Stated problem:
Return verbatim the lines of the records below from the line containing "of the tree" through the line containing "<point>32,81</point>", both ends included.

Provided entries:
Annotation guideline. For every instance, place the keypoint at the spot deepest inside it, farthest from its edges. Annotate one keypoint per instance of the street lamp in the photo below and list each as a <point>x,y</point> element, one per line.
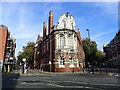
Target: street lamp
<point>89,45</point>
<point>88,34</point>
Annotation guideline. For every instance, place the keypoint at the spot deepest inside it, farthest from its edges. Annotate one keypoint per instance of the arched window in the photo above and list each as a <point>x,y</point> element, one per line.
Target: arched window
<point>62,41</point>
<point>70,41</point>
<point>71,60</point>
<point>61,61</point>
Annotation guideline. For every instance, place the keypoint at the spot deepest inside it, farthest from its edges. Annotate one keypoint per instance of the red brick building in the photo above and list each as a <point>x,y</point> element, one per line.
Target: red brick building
<point>7,49</point>
<point>61,49</point>
<point>3,41</point>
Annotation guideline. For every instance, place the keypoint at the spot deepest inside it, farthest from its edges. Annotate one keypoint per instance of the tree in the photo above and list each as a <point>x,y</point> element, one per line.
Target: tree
<point>28,53</point>
<point>92,54</point>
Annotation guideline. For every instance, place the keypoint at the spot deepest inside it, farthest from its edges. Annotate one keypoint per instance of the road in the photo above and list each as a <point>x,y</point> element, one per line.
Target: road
<point>36,79</point>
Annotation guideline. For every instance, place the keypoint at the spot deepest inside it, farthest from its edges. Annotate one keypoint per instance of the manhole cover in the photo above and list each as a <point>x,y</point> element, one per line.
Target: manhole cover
<point>69,84</point>
<point>32,81</point>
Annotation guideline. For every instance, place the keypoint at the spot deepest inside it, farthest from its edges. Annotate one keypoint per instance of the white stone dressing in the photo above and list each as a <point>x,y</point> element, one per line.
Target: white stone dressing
<point>66,21</point>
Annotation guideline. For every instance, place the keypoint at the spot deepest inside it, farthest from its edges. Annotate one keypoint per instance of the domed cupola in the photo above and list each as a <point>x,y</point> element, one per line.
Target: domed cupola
<point>66,21</point>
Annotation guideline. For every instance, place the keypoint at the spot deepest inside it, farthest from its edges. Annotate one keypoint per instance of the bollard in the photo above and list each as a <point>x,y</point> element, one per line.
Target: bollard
<point>20,68</point>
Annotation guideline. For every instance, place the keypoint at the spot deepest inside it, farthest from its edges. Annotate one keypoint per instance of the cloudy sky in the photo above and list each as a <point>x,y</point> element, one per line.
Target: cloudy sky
<point>25,19</point>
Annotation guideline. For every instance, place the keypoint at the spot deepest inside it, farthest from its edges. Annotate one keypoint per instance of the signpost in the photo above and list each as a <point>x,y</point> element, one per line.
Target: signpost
<point>50,66</point>
<point>25,65</point>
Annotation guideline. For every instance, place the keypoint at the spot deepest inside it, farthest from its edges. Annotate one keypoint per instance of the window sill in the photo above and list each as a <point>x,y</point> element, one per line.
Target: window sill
<point>71,65</point>
<point>62,66</point>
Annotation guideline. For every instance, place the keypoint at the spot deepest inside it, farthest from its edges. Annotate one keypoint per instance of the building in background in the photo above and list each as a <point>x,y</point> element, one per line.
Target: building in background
<point>112,51</point>
<point>7,50</point>
<point>61,49</point>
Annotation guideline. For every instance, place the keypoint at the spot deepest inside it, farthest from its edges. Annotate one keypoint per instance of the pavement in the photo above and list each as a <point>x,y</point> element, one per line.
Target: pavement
<point>38,79</point>
<point>36,72</point>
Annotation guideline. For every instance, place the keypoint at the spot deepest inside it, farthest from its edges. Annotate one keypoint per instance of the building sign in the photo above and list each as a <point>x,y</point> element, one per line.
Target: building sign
<point>1,65</point>
<point>24,59</point>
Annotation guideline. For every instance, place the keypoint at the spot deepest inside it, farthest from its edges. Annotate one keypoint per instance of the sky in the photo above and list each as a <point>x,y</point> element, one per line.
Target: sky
<point>25,19</point>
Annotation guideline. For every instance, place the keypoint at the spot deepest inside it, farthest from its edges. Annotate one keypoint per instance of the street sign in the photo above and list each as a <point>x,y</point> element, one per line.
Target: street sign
<point>24,59</point>
<point>49,62</point>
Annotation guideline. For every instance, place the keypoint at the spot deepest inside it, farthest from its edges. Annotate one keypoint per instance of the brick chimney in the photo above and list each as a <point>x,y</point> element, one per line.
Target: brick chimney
<point>44,30</point>
<point>50,22</point>
<point>79,36</point>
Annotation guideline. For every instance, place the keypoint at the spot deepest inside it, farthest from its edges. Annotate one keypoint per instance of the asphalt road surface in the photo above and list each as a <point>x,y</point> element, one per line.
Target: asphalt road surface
<point>65,80</point>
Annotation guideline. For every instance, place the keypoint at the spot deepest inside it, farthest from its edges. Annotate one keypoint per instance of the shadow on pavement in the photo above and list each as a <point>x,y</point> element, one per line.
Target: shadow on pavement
<point>9,80</point>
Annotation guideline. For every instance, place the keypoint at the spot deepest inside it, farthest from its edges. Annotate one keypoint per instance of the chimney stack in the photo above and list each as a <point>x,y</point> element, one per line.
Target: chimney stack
<point>50,22</point>
<point>44,30</point>
<point>79,36</point>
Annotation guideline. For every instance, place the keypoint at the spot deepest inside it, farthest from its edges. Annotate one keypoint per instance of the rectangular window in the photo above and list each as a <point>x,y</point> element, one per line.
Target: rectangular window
<point>62,41</point>
<point>61,61</point>
<point>71,60</point>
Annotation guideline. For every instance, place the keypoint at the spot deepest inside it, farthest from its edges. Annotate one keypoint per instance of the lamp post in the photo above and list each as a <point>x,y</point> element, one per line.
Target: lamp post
<point>90,49</point>
<point>89,42</point>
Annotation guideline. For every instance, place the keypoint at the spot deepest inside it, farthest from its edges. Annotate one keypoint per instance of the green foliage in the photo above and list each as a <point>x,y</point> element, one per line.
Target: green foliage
<point>28,53</point>
<point>92,54</point>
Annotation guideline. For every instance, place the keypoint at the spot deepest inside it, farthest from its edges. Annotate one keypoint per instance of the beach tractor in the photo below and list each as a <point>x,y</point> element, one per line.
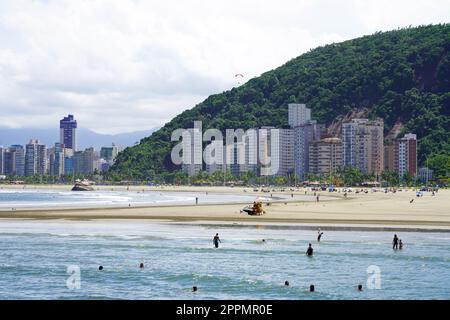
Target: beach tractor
<point>255,209</point>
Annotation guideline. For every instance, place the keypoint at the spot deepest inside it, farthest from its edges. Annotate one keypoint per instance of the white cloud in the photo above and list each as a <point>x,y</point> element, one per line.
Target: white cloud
<point>128,65</point>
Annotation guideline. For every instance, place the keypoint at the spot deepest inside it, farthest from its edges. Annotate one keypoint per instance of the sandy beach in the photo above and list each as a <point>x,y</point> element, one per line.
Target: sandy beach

Answer below:
Annotation guideline. For every instance, place the keypoint at the spot deepest inside it, farthest from its edges. Annotate one keypoint per instance of the tree in the photo above and list each as a <point>x,y</point> element, one per line.
Target: tree
<point>28,53</point>
<point>92,54</point>
Annotation guideline. For every instance, place the keypoint at the spot deepest inside it, farthest from its edges. Annotate one keypoint per instance of the road in the photo above and list each as a <point>x,y</point> element, one per line.
Target: road
<point>36,79</point>
Annotation guideline. For every instance, place the keypoint at the spot deepest inside it, farthest from its edges. Annotate one keypoint per instance of the manhole cover in the photo above and list each as a <point>x,y</point> element, one per line.
Target: manhole cover
<point>69,84</point>
<point>32,81</point>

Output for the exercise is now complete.